**Problem to solve:**
Can you pull out every line of the records below that contains the string "door"? Treat uppercase and lowercase as different.

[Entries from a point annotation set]
• • • • • • •

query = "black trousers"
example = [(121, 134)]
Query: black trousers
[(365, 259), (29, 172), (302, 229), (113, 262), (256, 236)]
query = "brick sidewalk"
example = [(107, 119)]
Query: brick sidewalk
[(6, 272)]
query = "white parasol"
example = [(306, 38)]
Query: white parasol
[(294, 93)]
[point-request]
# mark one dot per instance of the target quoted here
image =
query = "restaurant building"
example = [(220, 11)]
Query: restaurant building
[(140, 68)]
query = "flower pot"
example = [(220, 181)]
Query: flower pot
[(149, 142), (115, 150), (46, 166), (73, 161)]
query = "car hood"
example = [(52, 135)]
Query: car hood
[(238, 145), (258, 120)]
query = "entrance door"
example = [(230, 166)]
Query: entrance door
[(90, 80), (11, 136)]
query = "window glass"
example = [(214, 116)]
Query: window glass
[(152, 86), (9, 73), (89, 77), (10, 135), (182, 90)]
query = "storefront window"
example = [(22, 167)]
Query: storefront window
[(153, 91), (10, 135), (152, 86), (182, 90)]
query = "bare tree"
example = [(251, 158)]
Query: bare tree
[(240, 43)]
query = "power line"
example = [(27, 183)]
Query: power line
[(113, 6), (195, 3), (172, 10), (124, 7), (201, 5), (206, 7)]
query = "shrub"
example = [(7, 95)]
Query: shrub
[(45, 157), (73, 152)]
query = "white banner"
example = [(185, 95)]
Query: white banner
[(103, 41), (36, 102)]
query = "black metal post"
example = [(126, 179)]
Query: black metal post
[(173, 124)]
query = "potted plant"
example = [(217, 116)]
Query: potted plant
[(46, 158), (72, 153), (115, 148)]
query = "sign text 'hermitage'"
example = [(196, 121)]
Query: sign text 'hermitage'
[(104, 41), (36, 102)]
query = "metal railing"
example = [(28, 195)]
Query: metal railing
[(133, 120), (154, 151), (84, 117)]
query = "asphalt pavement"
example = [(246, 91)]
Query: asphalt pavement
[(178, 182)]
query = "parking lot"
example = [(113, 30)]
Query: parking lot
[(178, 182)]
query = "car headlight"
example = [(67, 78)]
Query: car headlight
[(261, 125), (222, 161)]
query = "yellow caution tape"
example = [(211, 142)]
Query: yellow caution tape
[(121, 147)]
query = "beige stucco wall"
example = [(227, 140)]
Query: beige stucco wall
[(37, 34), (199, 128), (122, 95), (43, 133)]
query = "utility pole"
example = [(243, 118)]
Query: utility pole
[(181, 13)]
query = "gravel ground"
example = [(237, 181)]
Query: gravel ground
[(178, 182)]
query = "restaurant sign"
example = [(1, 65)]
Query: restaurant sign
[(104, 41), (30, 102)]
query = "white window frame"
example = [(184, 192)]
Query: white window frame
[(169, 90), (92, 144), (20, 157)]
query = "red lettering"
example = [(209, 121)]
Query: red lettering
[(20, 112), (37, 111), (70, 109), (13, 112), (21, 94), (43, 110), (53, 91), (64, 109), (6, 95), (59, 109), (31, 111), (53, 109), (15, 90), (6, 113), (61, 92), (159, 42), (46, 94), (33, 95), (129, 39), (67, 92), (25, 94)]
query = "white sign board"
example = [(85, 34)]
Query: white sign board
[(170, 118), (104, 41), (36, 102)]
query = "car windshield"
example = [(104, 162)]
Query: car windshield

• • • • • • •

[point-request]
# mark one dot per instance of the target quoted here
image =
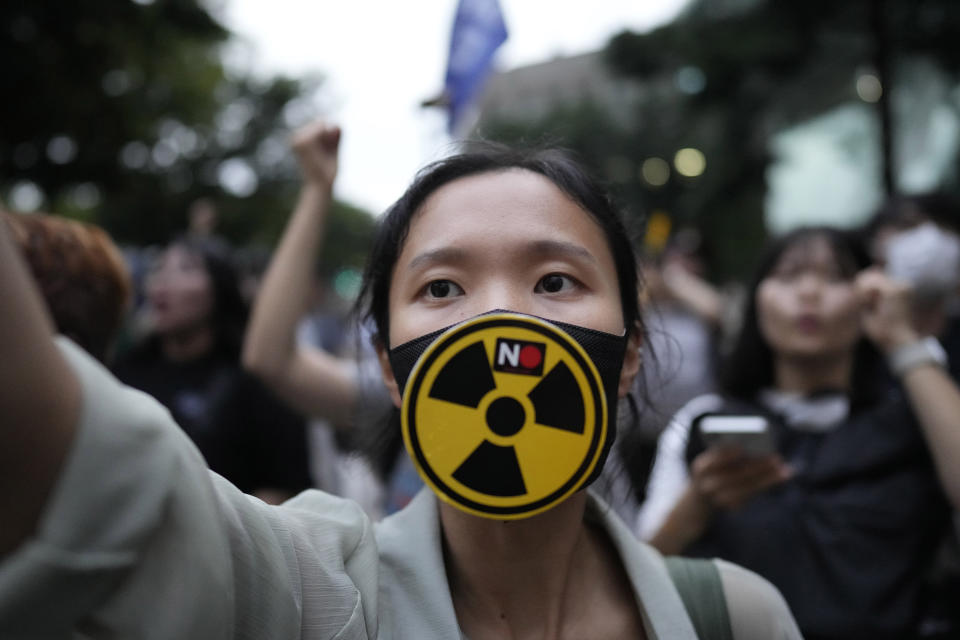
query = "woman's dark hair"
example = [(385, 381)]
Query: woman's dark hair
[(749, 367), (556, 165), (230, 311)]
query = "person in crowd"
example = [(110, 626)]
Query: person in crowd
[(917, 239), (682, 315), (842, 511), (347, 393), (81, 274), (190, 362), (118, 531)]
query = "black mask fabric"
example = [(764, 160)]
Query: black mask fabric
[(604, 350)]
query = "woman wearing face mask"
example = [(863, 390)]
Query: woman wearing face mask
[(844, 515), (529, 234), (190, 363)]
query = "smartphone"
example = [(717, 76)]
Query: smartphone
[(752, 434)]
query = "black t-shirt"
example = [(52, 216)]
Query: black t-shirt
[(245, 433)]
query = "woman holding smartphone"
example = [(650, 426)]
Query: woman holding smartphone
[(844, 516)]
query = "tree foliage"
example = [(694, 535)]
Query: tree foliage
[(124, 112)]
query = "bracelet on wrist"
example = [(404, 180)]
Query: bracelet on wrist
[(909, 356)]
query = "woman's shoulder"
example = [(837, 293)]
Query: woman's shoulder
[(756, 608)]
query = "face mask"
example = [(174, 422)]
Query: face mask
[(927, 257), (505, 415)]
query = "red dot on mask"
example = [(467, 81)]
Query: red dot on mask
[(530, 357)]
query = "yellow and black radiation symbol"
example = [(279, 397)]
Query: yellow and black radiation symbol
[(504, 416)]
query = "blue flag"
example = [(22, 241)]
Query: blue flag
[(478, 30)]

• • • • • • •

**Final result:**
query = "entrance door"
Query: entrance door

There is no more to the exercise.